-- start of EXTRACTED RECORDS --

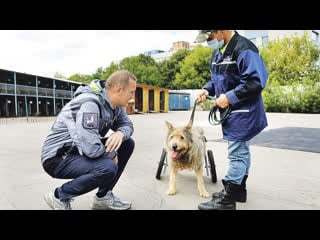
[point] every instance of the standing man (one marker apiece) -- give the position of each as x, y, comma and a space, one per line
76, 147
238, 76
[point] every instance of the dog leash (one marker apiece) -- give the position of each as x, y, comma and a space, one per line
213, 119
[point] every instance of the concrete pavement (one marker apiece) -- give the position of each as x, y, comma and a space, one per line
284, 174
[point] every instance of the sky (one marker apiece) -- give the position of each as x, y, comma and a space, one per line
68, 52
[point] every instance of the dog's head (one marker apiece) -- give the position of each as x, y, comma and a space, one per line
179, 140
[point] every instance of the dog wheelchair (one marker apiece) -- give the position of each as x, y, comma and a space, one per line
209, 165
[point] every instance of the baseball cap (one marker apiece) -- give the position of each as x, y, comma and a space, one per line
203, 35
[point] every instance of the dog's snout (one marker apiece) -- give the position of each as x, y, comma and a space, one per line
174, 146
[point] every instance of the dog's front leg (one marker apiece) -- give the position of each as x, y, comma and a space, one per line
202, 190
172, 181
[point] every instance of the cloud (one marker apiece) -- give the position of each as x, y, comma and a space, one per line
45, 52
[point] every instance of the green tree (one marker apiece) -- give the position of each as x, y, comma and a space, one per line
59, 75
109, 70
144, 68
291, 59
194, 72
82, 78
169, 68
98, 74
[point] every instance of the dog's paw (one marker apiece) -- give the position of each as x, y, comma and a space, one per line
171, 192
204, 194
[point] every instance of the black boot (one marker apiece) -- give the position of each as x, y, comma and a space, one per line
227, 202
240, 195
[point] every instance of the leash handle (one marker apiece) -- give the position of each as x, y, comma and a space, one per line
212, 118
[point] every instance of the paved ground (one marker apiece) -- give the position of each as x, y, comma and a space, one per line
284, 172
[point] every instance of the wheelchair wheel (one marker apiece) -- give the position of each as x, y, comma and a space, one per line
212, 166
161, 163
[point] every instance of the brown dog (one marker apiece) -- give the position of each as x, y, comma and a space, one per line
186, 149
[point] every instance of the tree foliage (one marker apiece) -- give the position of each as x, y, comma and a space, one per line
144, 68
170, 67
194, 71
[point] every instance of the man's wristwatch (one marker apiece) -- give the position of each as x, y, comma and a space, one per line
112, 155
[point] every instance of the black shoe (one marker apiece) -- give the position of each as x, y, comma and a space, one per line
218, 204
239, 192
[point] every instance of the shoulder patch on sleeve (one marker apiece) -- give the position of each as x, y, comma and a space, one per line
90, 120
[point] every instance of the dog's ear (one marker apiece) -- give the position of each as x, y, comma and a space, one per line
169, 125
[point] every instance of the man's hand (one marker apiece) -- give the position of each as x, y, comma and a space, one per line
222, 101
115, 159
201, 97
114, 141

-- end of EXTRACTED RECORDS --

DIRECTIONS FOR THIS TASK: Restate the listing above word for word, and skip the pictures.

ANSWER TO THIS EXERCISE:
[point] every instance of the standing man (one marker apiece) -- give the position of each as x, y, comma and a space, one per line
76, 147
238, 76
[point] every instance of the dog leash (one marker apiece) -- give the position of each as x, y, comma and a space, one per line
213, 119
[point] every instance of the concrete pavement (one marker apiece) -- give the position of each as x, y, comma and a space, one per line
284, 174
[point] every instance of the sky (one marker apiece) -- give the position of each as x, y, comma and a space, one per line
68, 52
[point] every instance of the dog's head (one marker apiece) -- give the position of each as x, y, comma and a space, one per line
179, 140
[point] every instance of the dog wheelchair (one marker apiece) -- give the position of each as x, y, comma and a space, one per line
209, 165
[point] every instance of the baseball cap (one marker apiece) -- give the position of each as x, y, comma and a space, one per line
203, 35
[point] every instance of the dog's snout (one marker apiece) -- give the position of each as x, y, comma and a space, one per line
174, 146
[point] every instance of the dog's front leg (one marker apiece) -- give the position of each as x, y, comma and a space, one per line
202, 190
172, 181
[point] every instance of the cloud (one marker apiece) -- give the position of each as x, y, comma and a space, one per line
45, 52
[point] every instance of the green tree (one marker apiece) -- give the position of each as x, y, comma and a space, one per line
59, 75
109, 70
144, 68
291, 59
194, 72
82, 78
169, 68
98, 74
[point] every instance of the dog's paw (one marker apiece) -- give the position of each as x, y, comma and a space, one per line
171, 192
204, 194
[point] every instance of the black boot (one marker apiece) -- give the position of each as x, y, comma and a space, one per line
227, 202
240, 195
[point] every instance of the leash handle (one marker apiece) -- give the position of each as x, y, comma and a space, one per line
212, 118
[point] every instance of the paved ground (one marker apiece) -- give the position of each as x, y, comma and a space, one per line
284, 172
[point] every instance of the wheelchair wheel (one marker apiece) -- give the position of each as x, y, comma and a space, one per line
212, 166
161, 163
[point] every instance of the brown dog (one marker apiece) -- give the position of each as x, y, comma and a space, one per line
186, 149
[point] every instance of the tree foliage (one marker apiece) -- give the position of each as x, y, comma and a space, one per line
144, 68
170, 67
194, 71
[point] every instance of the man's wristwatch (one marker apiece) -- give the position of each as x, y, comma and a space, one per line
112, 155
[point] every instance of the black shoe (one marker apiece) -- give the position of each as x, y, comma and a space, one per line
218, 204
239, 192
[point] every instance of the shoulder patch on sleeve (one marker apiece) -- give the position of each as x, y, comma and a space, one per line
90, 120
[point] every instance of the dog's ear (one marker apiece) -- give the position of each as x, y, comma and a space, one per line
169, 125
[point] every instance of the man's hand (one marker apiece) -- give the position of each as x, y, comma and a space, one per line
222, 101
115, 159
201, 97
114, 141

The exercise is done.